* **JOB**: Render the lines of every item below as a JSON list of strings, one string per line, leaving out blank lines.
>> Begin RECORDS TO USE
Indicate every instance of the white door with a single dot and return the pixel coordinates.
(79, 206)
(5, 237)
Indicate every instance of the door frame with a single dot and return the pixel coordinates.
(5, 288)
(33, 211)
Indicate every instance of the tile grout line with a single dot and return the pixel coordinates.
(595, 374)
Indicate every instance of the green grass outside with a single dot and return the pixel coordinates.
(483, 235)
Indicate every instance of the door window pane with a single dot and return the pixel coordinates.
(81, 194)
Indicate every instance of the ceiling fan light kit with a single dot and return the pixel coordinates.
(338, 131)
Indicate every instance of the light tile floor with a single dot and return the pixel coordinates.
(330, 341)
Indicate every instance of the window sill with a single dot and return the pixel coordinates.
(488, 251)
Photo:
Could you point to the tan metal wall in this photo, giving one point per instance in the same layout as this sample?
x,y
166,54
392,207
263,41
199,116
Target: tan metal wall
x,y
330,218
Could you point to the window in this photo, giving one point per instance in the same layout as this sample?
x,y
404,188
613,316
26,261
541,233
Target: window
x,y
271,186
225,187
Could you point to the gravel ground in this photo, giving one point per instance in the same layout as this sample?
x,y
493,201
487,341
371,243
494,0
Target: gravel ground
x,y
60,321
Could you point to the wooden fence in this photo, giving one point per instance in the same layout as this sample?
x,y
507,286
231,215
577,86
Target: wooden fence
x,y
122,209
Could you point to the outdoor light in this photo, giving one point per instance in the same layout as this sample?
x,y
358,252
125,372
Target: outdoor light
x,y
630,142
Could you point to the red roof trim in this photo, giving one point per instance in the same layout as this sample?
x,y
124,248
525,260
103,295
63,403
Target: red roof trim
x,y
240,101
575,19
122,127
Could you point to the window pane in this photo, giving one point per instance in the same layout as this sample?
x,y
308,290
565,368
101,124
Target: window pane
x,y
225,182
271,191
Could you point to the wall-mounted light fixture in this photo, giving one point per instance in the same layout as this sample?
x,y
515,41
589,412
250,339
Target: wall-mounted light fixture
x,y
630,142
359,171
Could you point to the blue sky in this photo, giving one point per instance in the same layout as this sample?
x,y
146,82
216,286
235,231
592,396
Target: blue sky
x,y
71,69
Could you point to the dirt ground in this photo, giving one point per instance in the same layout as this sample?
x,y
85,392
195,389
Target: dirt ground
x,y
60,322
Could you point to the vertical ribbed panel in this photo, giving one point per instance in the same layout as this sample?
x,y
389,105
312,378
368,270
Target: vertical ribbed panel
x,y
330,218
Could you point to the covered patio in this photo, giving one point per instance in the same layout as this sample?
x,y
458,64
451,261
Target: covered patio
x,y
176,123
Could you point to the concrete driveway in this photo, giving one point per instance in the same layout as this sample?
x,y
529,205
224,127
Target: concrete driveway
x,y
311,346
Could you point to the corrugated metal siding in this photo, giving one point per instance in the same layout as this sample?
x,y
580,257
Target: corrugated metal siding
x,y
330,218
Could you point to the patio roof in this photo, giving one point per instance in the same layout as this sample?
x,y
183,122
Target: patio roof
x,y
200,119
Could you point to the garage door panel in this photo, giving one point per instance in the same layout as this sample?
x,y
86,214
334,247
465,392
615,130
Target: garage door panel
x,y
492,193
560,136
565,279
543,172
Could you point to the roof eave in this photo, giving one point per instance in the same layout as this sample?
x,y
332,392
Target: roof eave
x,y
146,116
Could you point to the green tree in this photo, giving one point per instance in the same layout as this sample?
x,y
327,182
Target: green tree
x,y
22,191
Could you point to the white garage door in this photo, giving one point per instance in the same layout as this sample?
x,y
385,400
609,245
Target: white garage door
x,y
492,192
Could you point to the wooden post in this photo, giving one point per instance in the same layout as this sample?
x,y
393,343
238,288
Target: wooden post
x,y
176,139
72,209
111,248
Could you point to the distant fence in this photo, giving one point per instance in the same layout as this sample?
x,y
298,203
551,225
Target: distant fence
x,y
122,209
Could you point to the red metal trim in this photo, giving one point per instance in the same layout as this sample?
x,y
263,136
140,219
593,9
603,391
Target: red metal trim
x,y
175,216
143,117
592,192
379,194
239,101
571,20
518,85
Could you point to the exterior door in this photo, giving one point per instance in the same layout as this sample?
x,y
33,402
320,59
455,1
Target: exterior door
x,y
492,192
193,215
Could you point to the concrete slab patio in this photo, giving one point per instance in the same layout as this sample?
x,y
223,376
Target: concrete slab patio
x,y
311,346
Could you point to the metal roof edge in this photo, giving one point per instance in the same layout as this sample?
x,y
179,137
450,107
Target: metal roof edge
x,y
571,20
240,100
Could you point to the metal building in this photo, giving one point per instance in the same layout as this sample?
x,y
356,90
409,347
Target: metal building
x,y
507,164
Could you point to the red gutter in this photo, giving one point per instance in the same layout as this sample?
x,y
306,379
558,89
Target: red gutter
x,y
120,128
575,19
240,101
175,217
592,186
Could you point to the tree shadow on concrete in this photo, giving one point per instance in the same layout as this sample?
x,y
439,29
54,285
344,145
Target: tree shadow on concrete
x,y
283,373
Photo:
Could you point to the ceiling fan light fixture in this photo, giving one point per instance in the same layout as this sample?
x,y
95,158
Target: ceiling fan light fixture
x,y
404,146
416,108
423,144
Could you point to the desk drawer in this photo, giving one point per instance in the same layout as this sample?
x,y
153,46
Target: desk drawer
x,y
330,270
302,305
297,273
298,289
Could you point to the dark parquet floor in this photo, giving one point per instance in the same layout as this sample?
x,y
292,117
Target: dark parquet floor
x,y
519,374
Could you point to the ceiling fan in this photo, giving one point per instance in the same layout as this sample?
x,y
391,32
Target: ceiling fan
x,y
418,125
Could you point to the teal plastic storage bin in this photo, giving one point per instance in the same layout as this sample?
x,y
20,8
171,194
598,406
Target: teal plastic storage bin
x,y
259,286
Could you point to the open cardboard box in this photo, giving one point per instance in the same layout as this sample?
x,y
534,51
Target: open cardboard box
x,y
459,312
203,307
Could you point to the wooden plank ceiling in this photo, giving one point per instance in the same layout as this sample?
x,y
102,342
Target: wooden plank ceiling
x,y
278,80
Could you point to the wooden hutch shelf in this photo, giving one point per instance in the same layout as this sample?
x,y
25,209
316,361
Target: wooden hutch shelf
>> End RECORDS TO USE
* **RESPONSE TO THE EXERCISE**:
[
  "Indicate every instance of the white door with a single dot and return the pixel coordinates.",
  "(79, 206)",
  "(5, 237)",
  "Indicate every instance of the door frame with a single dot and return the pixel coordinates.",
  "(5, 288)",
  "(33, 211)",
  "Indicate every instance of the tile grout line with a single dot and return the pixel coordinates.",
  "(595, 374)",
  "Indicate every instance of the green grass outside with a single dot and return the pixel coordinates.",
  "(483, 235)",
  "Indicate every instance of the door window pane with a single dot and return the pixel coordinates.",
  "(81, 194)",
  "Indicate every instance of the ceiling fan light kit with a single dot and return the pixel coordinates.",
  "(338, 131)",
  "Indicate every instance of the light tile floor with a single dot and return the pixel coordinates.",
  "(330, 341)",
  "Indicate every instance of the window sill with a single dot and return the pixel coordinates.",
  "(488, 251)",
  "Photo:",
  "Could you point to the tan metal wall in this photo, giving one point per instance in the same layout as this sample?",
  "x,y",
  "166,54",
  "392,207",
  "263,41",
  "199,116",
  "Target: tan metal wall",
  "x,y",
  "330,218",
  "Could you point to the window in this photo, giving one point per instance in the same layout as this sample?",
  "x,y",
  "404,188",
  "613,316",
  "26,261",
  "541,233",
  "Target: window",
  "x,y",
  "271,186",
  "225,187",
  "Could you point to the gravel ground in this photo, giving one point per instance in the same layout as this sample?",
  "x,y",
  "493,201",
  "487,341",
  "371,243",
  "494,0",
  "Target: gravel ground",
  "x,y",
  "60,321",
  "Could you point to the wooden fence in this photo, giving one point per instance in the same layout as this sample?",
  "x,y",
  "507,286",
  "231,215",
  "577,86",
  "Target: wooden fence",
  "x,y",
  "122,209",
  "Could you point to the outdoor light in this photo, giving one point per instance in the same layout as this sample?",
  "x,y",
  "358,252",
  "125,372",
  "Target: outdoor light",
  "x,y",
  "630,142",
  "Could you point to the red roof trim in this photo, giving one point per instance in the same layout as this sample?",
  "x,y",
  "124,248",
  "525,260",
  "103,295",
  "63,403",
  "Target: red roof trim",
  "x,y",
  "240,101",
  "575,19",
  "122,127",
  "Could you point to the window pane in this photo, giving one point per instance in the same layout as this sample?",
  "x,y",
  "308,290",
  "565,368",
  "101,124",
  "Target: window pane",
  "x,y",
  "225,182",
  "271,191",
  "Could you point to the wall-mounted light fixture in this photo, giving one point per instance in the same layout as this sample?",
  "x,y",
  "515,41",
  "589,412",
  "250,339",
  "Target: wall-mounted light fixture",
  "x,y",
  "630,142",
  "359,171",
  "Could you point to the blue sky in this photo, giving one point per instance in the same layout as this sample?",
  "x,y",
  "146,82",
  "216,286",
  "235,231",
  "592,396",
  "Target: blue sky",
  "x,y",
  "71,69",
  "Could you point to the dirt ground in this photo, giving one point per instance in the same layout as this sample?",
  "x,y",
  "85,392",
  "195,389",
  "Target: dirt ground",
  "x,y",
  "60,322",
  "Could you point to the vertical ribbed panel in this photo, giving one point per instance in the same layout as this sample?",
  "x,y",
  "389,105",
  "312,378",
  "368,270",
  "Target: vertical ribbed panel",
  "x,y",
  "330,218",
  "Could you point to the covered patio in this photo, giving one point per instance in the same layout as this sample?",
  "x,y",
  "458,64",
  "451,261",
  "Target: covered patio",
  "x,y",
  "176,123",
  "Could you point to the concrete driveway in this photo, giving one point per instance in the same layout as this sample?",
  "x,y",
  "529,205",
  "224,127",
  "Target: concrete driveway",
  "x,y",
  "311,346",
  "Could you point to the corrugated metal siding in this photo, giving one point per instance in the same layout as this sample?",
  "x,y",
  "580,257",
  "Target: corrugated metal siding",
  "x,y",
  "330,218",
  "Could you point to the patio roof in this photo, giving one point per instance in the same layout as this sample?",
  "x,y",
  "183,122",
  "Target: patio roof",
  "x,y",
  "200,119",
  "Could you point to the garage door panel in this photo, giving one point per instance in the same layout as this sample?",
  "x,y",
  "86,214",
  "334,247",
  "465,392",
  "615,130",
  "Target: garage door panel",
  "x,y",
  "492,193",
  "560,136",
  "565,279",
  "543,172",
  "Could you point to the roof eave in this photo, giving one point per instance in the same layout as this sample?",
  "x,y",
  "332,392",
  "Target: roof eave",
  "x,y",
  "146,116",
  "Could you point to the green tree in this photo, giving one point per instance in the same layout as this sample?",
  "x,y",
  "327,182",
  "Target: green tree",
  "x,y",
  "22,191",
  "Could you point to the white garage door in this photo, giving one point per instance in the same layout as this sample?",
  "x,y",
  "385,400",
  "609,245",
  "Target: white garage door",
  "x,y",
  "492,192",
  "Could you point to the wooden post in this photo, giving one point per instance in the same layout as this sample?",
  "x,y",
  "393,343",
  "238,288",
  "Target: wooden post",
  "x,y",
  "176,139",
  "72,209",
  "111,248",
  "Could you point to the distant fence in this photo, giving one point per instance in the same layout as this sample?",
  "x,y",
  "298,203",
  "551,225",
  "Target: distant fence",
  "x,y",
  "122,209",
  "Could you point to the red metal trim in this photo, giving one point per instance in the same layout as this sample?",
  "x,y",
  "263,136",
  "140,219",
  "593,9",
  "603,391",
  "Target: red metal trim",
  "x,y",
  "175,216",
  "143,117",
  "592,192",
  "379,194",
  "239,101",
  "571,20",
  "518,85",
  "Could you point to the exterior door in this photo, giving one point per instance in the same layout as this sample?",
  "x,y",
  "33,402",
  "320,59",
  "455,1",
  "Target: exterior door",
  "x,y",
  "492,192",
  "193,215",
  "Could you point to the concrete slab patio in this photo, giving one point per instance in the same layout as this sample?",
  "x,y",
  "223,376",
  "Target: concrete slab patio",
  "x,y",
  "311,346",
  "Could you point to the metal roof edge in this photo, giving one point per instance in the same layout as this sample?",
  "x,y",
  "179,137",
  "450,107",
  "Target: metal roof edge",
  "x,y",
  "571,20",
  "240,100",
  "Could you point to the metal building in this photo, giving one point per instance in the same layout as this sample?",
  "x,y",
  "356,90",
  "409,347",
  "Target: metal building",
  "x,y",
  "507,164",
  "Could you point to the red gutter in this photo, giving one point per instance in the same layout as this sample?",
  "x,y",
  "306,379",
  "558,89",
  "Target: red gutter",
  "x,y",
  "120,128",
  "575,19",
  "240,101",
  "175,217",
  "592,186",
  "Could you point to the tree shadow on concrete in this photo, giving one point per instance in the same layout as this sample?",
  "x,y",
  "439,29",
  "54,285",
  "344,145",
  "Target: tree shadow on concrete",
  "x,y",
  "283,373",
  "Photo:",
  "Could you point to the ceiling fan light fixture in this photo, giving one point per instance in the same layout as this sample?",
  "x,y",
  "95,158",
  "Target: ceiling fan light fixture",
  "x,y",
  "404,146",
  "416,108",
  "423,144",
  "Could you point to the desk drawer in this photo, giving one point per instance in the same layout as this sample?",
  "x,y",
  "153,46",
  "Target: desk drawer",
  "x,y",
  "330,270",
  "302,305",
  "297,273",
  "298,289",
  "Could you point to the dark parquet floor in this photo, giving one point per instance in the same layout as this sample?",
  "x,y",
  "292,117",
  "Target: dark parquet floor",
  "x,y",
  "519,374",
  "Could you point to the ceiling fan in this photo, giving one point per instance in the same layout as this sample?",
  "x,y",
  "391,32",
  "Target: ceiling fan",
  "x,y",
  "418,125",
  "Could you point to the teal plastic storage bin in this photo, giving one point per instance in the same layout as this sample?",
  "x,y",
  "20,8",
  "171,194",
  "598,406",
  "Target: teal plastic storage bin",
  "x,y",
  "259,286",
  "Could you point to the open cardboard box in this photo, giving one point per instance in the same layout as this sample?",
  "x,y",
  "534,51",
  "Target: open cardboard box",
  "x,y",
  "459,312",
  "203,307",
  "Could you point to the wooden plank ceiling in this photo, giving one point per instance in the same layout as this sample?",
  "x,y",
  "102,342",
  "Target: wooden plank ceiling",
  "x,y",
  "278,80",
  "Could you point to the wooden hutch shelf in this photo, giving one point per instance in the same layout as this sample?",
  "x,y",
  "25,209",
  "316,361",
  "Target: wooden hutch shelf"
]